**TASK PROMPT:**
From the material below, copy out each line with the word "Target" in it.
(INPUT RECORDS Opens)
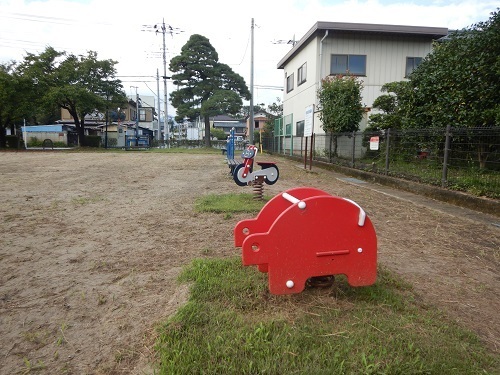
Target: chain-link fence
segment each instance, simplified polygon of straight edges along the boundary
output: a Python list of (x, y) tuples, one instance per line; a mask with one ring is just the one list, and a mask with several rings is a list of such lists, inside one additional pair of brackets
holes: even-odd
[[(286, 134), (286, 133), (285, 133)], [(265, 150), (500, 199), (500, 128), (386, 130), (263, 140)]]

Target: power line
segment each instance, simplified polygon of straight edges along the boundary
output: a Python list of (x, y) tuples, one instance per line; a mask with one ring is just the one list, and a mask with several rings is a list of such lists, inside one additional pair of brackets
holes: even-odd
[(254, 87), (257, 87), (259, 89), (262, 89), (262, 90), (280, 90), (280, 91), (283, 91), (283, 87), (282, 86), (269, 86), (269, 85), (254, 85)]
[(81, 20), (74, 18), (40, 16), (27, 13), (2, 13), (0, 17), (22, 20), (22, 21), (30, 21), (30, 22), (52, 23), (58, 25), (85, 24), (85, 25), (102, 25), (102, 26), (113, 26), (113, 27), (116, 26), (115, 24), (109, 22), (96, 22), (89, 20), (88, 18)]
[(298, 43), (297, 40), (295, 40), (295, 35), (293, 36), (293, 39), (280, 39), (280, 40), (273, 40), (271, 41), (272, 44), (291, 44), (292, 47), (295, 47), (295, 45)]

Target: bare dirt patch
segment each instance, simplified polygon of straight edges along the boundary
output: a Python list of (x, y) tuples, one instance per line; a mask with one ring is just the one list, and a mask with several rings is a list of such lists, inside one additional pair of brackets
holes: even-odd
[[(274, 196), (314, 186), (360, 204), (379, 261), (500, 348), (500, 229), (274, 160)], [(155, 325), (188, 297), (194, 258), (239, 255), (238, 220), (199, 214), (237, 186), (220, 155), (0, 153), (0, 374), (152, 373)], [(437, 205), (437, 204), (436, 204)]]

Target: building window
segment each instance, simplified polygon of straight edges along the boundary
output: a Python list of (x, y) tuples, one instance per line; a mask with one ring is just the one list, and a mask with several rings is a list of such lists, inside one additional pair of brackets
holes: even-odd
[(306, 81), (307, 78), (307, 63), (304, 63), (299, 70), (297, 70), (297, 86), (300, 86)]
[(366, 76), (366, 55), (332, 55), (330, 74)]
[(304, 136), (304, 121), (298, 121), (295, 124), (295, 136), (296, 137)]
[(408, 78), (415, 69), (417, 69), (417, 66), (420, 65), (422, 62), (421, 57), (407, 57), (406, 58), (406, 70), (405, 70), (405, 77)]
[(286, 77), (286, 92), (293, 90), (293, 73)]
[(146, 121), (146, 110), (139, 109), (139, 121)]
(INPUT RECORDS Closes)
**OUTPUT FOR THIS EXERCISE:**
Target: chain-link fence
Target: power line
Target: bare dirt patch
Target: building window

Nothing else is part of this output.